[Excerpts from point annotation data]
* Start *
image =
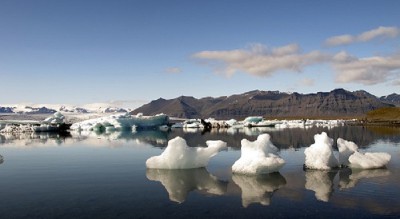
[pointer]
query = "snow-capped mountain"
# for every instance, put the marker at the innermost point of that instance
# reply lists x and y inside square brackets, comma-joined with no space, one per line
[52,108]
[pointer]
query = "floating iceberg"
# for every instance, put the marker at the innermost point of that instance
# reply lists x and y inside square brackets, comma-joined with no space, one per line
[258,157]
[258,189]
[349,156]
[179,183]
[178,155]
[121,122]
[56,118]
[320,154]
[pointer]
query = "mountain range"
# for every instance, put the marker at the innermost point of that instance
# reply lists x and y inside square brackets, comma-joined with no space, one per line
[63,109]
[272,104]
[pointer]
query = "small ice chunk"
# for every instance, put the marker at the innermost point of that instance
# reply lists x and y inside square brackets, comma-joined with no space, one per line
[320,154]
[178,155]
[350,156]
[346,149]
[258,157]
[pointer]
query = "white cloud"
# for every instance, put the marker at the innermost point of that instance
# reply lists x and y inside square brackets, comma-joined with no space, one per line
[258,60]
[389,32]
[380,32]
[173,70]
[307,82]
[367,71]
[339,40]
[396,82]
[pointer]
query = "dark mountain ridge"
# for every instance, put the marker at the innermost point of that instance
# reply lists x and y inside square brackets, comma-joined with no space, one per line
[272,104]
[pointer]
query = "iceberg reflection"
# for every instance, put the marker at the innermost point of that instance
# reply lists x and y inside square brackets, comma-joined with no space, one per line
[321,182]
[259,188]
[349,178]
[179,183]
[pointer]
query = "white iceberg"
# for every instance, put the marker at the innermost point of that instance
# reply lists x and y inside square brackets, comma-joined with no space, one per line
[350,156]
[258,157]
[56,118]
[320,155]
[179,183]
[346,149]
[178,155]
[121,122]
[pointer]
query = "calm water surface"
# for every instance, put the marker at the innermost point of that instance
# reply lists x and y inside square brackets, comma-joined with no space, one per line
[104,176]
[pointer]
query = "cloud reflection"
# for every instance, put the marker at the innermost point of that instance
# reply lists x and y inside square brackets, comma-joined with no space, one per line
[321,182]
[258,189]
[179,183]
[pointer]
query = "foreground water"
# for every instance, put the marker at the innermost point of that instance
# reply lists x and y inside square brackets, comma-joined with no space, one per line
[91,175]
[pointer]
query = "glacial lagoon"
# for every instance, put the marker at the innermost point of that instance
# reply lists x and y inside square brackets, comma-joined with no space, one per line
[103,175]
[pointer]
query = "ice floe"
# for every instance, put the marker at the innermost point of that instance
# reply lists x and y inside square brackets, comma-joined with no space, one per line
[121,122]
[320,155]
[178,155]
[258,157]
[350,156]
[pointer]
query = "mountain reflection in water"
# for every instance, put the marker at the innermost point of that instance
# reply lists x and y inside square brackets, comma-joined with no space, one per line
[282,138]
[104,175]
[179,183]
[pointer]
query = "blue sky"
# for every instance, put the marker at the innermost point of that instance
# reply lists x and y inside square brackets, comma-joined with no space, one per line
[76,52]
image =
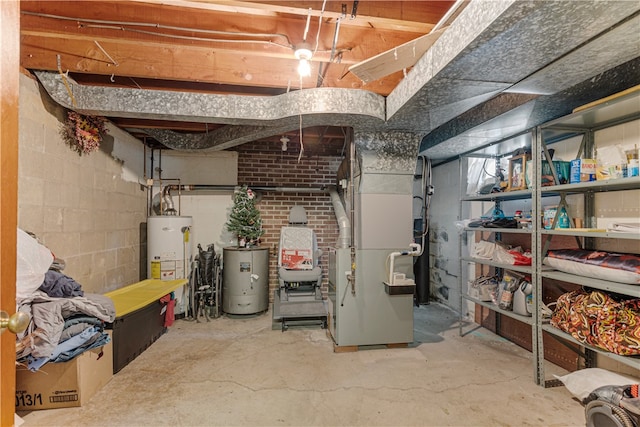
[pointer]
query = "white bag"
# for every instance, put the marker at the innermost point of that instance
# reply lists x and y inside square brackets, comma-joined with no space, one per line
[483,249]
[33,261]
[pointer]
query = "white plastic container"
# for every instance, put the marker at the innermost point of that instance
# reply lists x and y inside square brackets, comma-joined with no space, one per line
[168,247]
* End *
* Start *
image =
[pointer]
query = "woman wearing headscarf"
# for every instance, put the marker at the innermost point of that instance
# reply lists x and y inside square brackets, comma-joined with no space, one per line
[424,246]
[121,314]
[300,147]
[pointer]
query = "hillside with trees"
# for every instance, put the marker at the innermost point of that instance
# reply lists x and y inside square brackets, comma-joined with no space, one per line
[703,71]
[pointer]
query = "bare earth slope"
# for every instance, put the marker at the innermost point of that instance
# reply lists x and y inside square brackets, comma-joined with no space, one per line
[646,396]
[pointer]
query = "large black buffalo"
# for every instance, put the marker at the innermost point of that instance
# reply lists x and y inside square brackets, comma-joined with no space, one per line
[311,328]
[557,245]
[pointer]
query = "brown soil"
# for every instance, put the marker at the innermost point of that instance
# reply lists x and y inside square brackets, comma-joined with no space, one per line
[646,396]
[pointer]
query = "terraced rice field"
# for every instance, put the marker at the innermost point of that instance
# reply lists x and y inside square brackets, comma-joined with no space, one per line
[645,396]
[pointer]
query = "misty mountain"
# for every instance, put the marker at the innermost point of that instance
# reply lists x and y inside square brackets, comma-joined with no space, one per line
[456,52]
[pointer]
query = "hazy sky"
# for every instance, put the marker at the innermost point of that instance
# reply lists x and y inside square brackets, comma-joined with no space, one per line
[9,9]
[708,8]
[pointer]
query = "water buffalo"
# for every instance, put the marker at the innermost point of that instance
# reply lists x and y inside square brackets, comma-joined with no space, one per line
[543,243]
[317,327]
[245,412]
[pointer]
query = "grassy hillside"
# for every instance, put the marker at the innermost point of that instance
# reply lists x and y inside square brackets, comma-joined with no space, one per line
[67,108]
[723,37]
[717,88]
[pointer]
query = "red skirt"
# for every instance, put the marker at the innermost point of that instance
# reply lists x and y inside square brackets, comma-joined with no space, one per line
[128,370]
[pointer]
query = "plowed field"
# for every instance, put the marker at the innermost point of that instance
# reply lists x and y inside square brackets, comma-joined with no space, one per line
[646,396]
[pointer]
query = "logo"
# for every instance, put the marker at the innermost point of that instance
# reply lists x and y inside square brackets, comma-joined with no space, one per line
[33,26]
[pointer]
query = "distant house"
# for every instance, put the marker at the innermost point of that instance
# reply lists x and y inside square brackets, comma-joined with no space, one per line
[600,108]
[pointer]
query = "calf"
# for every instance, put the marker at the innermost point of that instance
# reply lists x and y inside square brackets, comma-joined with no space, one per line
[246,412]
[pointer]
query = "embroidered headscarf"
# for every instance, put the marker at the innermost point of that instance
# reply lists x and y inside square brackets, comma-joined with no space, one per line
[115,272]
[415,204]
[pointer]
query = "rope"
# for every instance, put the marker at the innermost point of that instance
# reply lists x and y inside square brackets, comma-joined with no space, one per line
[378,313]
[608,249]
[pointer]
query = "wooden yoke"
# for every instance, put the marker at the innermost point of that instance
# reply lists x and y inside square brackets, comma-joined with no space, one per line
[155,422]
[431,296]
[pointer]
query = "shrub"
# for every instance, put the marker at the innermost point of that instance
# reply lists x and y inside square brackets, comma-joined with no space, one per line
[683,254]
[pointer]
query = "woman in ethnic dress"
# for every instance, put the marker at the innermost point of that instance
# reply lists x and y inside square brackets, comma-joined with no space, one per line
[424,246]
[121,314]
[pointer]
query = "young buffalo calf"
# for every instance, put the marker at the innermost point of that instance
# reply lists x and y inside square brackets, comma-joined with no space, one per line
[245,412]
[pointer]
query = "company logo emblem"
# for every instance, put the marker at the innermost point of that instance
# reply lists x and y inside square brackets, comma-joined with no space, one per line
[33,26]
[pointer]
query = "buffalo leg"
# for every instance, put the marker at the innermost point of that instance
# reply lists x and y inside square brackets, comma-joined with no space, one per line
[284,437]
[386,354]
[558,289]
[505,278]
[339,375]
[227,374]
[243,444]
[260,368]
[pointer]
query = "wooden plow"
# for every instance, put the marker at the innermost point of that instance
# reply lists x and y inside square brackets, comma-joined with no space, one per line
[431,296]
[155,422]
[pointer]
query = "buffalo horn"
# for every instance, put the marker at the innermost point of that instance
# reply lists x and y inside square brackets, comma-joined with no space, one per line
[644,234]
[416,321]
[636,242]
* End *
● **WORK TO COMPLETE**
Show each line of the data above that contains the string "field". Matches must have the same letter case.

● **COMPLETED EXERCISE**
query = "terraced rice field"
query = "plowed field"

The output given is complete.